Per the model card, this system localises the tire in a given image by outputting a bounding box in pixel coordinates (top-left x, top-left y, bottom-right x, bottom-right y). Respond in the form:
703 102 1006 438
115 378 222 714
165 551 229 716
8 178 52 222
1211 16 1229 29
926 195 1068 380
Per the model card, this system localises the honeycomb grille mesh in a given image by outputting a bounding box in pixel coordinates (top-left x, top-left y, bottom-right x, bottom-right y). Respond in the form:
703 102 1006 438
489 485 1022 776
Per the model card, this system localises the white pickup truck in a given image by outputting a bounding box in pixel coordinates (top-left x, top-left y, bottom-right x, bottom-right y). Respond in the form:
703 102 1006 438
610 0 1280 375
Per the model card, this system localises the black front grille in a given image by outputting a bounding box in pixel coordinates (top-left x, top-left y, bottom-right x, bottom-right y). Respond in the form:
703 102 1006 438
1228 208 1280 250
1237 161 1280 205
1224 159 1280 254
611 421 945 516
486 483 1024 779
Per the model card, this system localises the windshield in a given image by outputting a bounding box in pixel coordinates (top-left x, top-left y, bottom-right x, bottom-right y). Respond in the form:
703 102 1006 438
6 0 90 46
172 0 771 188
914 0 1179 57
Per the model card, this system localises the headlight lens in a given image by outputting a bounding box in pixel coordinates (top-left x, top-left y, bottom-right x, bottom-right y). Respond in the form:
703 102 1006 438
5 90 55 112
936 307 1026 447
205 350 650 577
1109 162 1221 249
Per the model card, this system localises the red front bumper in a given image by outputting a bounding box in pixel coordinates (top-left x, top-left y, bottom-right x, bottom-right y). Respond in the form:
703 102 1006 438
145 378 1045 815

----

**Instructions to follow**
Take every line from the records above that has the word "front" and copy it.

**Task output**
Per the model card, this system localises the black front grille in a given image by outputting a bounding box in pixel coordinates (top-left x, top-left y, bottom-right x, bottom-right y). Respond in the form:
Per the model card, this system localises the red front bumper in a given image by outputting a bounding box in pixel coordinates (top-left x, top-left y, bottom-right x, bottom-right y). Respond in the form:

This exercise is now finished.